## Pekerjaan yang Diperlukan:
Sebutkan semua nama negara, lembaga, dan kasus yang muncul dalam teks tentang kasus pengadilan dan hak sipil di Amerika Serikat.

##### Teks yang Disediakan

Dalam sejarah Amerika Serikat, kasus-kasus dipengadilan sering kali menjadi tempat pertarungan bagi hak-hak sipil. Jika kasus-kasus ini tidak dapat diputuskan di tingkat negara bagian, maka kasus-kasus tersebut akan dibawa ke Mahkamah Agung. Ada beberapa kasus pengadilan terkait masalah rasial, salah satunya Dred Scott. Namun sebenarnya ada banyak kasus lain dalam sejarah AS untuk menegakkan kesetaraan rasial ke federal.
Adanya hak dan kebebasan yang dinikmati banyak orang saat ini muncul akibat perjuangan orang-orang terdahulu yang menentang ketidakadilan. Tetapi tidak semua ketidakadilan berakhir dengan kemenangan, karena banyak kasus yang sampai ke pengadilan selama puluhan tahun, justru malah dibatalkan. Namun, banyak orang yang terus memperjuangkan kesetaraan mereka. Berikut ini adalah kasus pengadilan rasial paling fenomenal dalam sejarah AS.

##########
##### Catatan yang Disediakan

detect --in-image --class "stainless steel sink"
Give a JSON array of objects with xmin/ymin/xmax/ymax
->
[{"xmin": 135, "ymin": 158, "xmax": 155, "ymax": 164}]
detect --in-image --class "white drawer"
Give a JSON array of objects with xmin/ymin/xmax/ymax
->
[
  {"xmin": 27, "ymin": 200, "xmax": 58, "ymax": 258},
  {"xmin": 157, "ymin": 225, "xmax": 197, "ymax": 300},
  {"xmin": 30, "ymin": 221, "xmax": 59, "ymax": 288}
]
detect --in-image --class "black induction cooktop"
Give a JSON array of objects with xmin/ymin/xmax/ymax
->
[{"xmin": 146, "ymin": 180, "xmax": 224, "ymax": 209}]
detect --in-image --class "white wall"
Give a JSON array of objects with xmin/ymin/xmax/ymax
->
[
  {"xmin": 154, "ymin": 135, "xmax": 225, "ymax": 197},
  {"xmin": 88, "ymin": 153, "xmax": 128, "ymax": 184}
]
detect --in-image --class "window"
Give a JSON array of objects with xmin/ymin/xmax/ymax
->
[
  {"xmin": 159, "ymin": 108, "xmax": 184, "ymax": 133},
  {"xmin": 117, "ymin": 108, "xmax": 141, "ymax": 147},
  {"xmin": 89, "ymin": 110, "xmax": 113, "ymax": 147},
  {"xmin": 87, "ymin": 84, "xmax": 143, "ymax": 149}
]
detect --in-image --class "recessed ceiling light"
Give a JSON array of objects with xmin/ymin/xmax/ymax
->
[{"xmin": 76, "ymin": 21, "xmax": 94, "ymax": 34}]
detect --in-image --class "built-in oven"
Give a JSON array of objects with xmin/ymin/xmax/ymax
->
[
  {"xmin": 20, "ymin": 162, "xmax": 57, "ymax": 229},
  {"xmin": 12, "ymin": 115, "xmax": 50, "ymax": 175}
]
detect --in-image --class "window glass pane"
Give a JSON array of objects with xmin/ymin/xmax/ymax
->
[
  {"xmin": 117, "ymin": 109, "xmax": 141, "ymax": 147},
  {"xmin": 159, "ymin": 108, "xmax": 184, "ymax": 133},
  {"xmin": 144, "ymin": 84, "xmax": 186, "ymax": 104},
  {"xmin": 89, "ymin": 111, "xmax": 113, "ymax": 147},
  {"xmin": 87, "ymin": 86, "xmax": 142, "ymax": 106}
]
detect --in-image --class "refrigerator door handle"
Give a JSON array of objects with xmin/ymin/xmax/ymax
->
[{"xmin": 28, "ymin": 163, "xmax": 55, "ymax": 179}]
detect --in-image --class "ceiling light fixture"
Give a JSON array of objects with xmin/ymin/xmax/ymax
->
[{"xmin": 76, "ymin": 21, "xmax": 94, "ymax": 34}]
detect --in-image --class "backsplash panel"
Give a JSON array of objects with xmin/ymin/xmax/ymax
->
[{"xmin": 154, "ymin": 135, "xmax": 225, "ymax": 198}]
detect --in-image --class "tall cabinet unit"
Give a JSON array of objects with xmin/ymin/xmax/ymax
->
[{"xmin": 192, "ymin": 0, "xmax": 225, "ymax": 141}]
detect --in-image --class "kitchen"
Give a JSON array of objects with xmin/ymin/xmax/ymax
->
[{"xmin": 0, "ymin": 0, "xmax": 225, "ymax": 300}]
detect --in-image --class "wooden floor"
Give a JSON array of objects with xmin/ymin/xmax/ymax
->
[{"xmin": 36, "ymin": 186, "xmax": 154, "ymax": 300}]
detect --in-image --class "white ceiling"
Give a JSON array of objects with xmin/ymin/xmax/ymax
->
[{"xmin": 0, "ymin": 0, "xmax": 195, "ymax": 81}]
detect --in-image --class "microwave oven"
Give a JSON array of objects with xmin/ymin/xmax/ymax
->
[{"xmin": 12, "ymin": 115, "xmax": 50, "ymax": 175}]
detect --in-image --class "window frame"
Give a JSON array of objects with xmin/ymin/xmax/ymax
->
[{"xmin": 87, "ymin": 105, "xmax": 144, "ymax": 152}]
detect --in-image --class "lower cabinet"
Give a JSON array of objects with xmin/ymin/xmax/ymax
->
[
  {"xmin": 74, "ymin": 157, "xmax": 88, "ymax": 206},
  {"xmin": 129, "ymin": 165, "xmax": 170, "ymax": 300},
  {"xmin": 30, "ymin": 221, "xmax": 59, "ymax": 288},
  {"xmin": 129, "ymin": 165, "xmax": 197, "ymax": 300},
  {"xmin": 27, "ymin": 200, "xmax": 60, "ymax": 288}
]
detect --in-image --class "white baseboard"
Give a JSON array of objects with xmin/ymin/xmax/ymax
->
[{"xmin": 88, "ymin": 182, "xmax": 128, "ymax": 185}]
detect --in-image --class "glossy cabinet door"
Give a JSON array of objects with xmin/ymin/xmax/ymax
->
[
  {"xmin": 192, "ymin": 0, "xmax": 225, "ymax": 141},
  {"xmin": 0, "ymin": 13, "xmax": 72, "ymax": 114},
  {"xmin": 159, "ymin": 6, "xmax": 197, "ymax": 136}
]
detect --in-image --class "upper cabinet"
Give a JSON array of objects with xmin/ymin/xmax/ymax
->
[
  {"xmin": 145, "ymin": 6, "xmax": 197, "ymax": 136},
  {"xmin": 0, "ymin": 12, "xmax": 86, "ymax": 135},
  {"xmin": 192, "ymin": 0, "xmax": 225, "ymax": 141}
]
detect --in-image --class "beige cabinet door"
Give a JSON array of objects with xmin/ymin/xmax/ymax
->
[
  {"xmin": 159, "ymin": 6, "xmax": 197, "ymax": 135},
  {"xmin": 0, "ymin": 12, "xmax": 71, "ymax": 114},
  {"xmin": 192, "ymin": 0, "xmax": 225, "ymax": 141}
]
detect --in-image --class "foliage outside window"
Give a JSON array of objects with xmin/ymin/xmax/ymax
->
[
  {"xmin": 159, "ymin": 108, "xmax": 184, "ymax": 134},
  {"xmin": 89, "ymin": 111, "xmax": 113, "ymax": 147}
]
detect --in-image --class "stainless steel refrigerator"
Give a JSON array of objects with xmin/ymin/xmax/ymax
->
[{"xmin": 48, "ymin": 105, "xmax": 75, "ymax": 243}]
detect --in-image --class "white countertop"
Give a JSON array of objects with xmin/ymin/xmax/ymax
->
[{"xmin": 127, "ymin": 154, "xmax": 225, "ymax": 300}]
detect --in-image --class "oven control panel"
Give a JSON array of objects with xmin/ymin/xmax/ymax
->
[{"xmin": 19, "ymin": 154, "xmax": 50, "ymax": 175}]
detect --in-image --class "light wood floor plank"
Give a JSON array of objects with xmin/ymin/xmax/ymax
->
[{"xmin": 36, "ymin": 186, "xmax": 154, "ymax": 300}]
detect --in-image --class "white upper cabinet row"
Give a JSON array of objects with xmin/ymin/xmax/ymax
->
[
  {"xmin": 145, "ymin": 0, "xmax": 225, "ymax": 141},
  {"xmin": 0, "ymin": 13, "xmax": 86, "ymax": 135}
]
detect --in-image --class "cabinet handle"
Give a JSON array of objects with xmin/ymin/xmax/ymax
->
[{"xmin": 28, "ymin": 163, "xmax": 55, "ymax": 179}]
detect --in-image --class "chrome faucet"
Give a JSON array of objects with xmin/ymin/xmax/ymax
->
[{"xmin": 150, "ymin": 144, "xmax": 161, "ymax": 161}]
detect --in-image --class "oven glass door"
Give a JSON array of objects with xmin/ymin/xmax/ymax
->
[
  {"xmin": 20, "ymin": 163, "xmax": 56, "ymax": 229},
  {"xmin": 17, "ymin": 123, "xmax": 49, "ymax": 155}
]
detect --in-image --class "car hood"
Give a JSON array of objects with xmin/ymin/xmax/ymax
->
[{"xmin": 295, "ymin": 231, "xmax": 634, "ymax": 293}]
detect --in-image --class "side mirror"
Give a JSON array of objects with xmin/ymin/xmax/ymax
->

##########

## Jawaban Tugas:
Amerika Serikat (juga disingkat AS), Mahkamah Agung, dan Dred Scott.